_Text block:_

⁂

To evaluate the viability of cells after co-culture and DC-PAs formation, live-dead assessment was performed using Fluorescein Diacetate (FDA, Sigma-Aldrich) and Propidium Iodide (PI, ThermoFisher) double staining. Here, 20 µl of FDA stock solution and 50 µl of PI stock solution were dissolved in 10 ml PBS . For staining, FDA/PI solution was added directly to the culture, incubated for 5 min in the dark at RT and observed under Zeiss LSM800 confocal microscope.
hFP-MCs labeling with PKH26
For investigating the contribution and position of hFP-MCs in co-culture and in DC-PAs, hFP-MCs were labeled with the fluorescent vital dye PKH26 (Sigma-Aldrich) according to the manufacturer’s instructions. Briefly, 1 μl of PKH26 dye was diluted in 50 μl diluent C (from the manufacturer’s labeling kit) and added to 2-3×106 suspended hFP-MCs which were already diluted with 50 μl diluent C. Then, the suspension was incubated for 7-10 min at RT. The reaction was ended by adding 2 ml FBS, and cells were washed with DMEM/F12 to remove the excess dye. Finally, cells were observed under Zeiss LSM800 confocal microscope with an excitation wavelength of 551 nm and an emission wavelength of 567 nm.
ICR mice (Mus musculus) were housed at the University of Copenhagen with a standard 12 hours light/dark schedule. All experiments were performed according to ethical guidelines approved by the Danish Animal Experiments Inspectorate (Dyreforsøgstilsynet). For embryo staging, the day of vaginal plug was considered E0.5. All the embryonic stages used are stated in the main text or in the figure legends. Male and female embryos were used for all the experiments.
All data are presented as the mean ± SEM. Immunofluorescence images were quantified using ImageJ software. All statistical analyses of the data were done using Graphpad Prism 8 software by either unpaired t-test or one-way ANOVA followed by parametric and non-parametric tests. The differences among experimental groups were considered statistically significant when the p-value was less than 0.05.

⁂

_Parts of the exercise:_
[A] Summarize the methods excerpt in two sentences.
[B] Name each staining dye that appears in the methods excerpt, along with the supplier given for it.

⁂

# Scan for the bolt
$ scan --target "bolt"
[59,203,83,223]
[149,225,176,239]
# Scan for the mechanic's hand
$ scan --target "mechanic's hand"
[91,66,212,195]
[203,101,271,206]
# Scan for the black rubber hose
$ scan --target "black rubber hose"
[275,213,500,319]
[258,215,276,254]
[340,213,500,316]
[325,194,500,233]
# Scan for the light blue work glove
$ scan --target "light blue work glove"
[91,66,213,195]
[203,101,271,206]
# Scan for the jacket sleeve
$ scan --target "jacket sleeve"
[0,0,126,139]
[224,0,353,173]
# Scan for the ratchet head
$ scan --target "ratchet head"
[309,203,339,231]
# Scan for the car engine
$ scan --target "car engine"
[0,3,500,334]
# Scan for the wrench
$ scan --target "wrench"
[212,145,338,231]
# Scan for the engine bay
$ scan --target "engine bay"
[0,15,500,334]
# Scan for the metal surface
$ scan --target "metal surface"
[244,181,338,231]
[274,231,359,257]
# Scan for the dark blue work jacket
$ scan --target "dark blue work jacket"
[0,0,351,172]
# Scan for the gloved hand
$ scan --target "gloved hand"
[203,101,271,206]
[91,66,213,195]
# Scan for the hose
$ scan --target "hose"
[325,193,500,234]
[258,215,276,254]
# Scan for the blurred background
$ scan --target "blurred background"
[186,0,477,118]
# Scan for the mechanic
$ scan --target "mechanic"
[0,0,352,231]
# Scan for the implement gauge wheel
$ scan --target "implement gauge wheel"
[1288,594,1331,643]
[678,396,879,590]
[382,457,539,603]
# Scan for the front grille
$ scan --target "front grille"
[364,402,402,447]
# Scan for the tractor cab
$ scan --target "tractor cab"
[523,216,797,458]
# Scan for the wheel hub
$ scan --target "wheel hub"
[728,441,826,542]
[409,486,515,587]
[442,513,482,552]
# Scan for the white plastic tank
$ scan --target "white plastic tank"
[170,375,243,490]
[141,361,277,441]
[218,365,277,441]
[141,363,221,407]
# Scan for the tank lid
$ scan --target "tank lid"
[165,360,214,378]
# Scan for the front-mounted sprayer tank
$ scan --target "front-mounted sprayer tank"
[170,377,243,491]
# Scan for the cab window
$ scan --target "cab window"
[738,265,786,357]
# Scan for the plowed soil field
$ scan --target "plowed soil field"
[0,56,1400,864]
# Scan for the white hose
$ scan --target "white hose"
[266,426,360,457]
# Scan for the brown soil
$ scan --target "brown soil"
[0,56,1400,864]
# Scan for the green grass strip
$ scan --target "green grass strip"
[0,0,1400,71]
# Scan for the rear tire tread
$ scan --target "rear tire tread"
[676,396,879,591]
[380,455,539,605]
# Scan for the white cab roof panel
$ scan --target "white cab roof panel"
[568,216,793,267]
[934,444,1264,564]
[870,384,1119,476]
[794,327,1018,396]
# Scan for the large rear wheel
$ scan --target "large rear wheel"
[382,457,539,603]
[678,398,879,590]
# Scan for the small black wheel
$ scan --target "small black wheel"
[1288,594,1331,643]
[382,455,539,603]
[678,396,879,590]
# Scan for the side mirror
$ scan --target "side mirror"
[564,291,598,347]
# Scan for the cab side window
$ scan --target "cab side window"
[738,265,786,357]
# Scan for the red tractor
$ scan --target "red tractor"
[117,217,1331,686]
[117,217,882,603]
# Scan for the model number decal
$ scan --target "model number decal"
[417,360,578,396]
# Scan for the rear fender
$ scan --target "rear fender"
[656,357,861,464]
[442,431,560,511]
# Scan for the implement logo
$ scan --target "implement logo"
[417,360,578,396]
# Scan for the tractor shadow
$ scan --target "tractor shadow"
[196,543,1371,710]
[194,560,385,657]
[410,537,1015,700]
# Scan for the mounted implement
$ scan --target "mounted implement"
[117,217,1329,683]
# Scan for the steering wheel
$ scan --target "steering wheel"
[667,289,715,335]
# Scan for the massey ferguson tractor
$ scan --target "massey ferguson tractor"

⁂

_Responses:_
[A] Cell viability after co-culture and DC-PA formation was assessed by FDA/PI double staining, and hFP-MCs were labeled with PKH26 to track their contribution and position; both were observed under a Zeiss LSM800 confocal microscope. Male and female ICR mouse embryos were used under ethical guidelines approved by the Danish Animal Experiments Inspectorate, and data were presented as mean ± SEM and analyzed in Graphpad Prism 8, with p-values below 0.05 considered significant.

[B]
- Fluorescein Diacetate (FDA): Sigma-Aldrich
- Propidium Iodide (PI): ThermoFisher
- PKH26: Sigma-Aldrich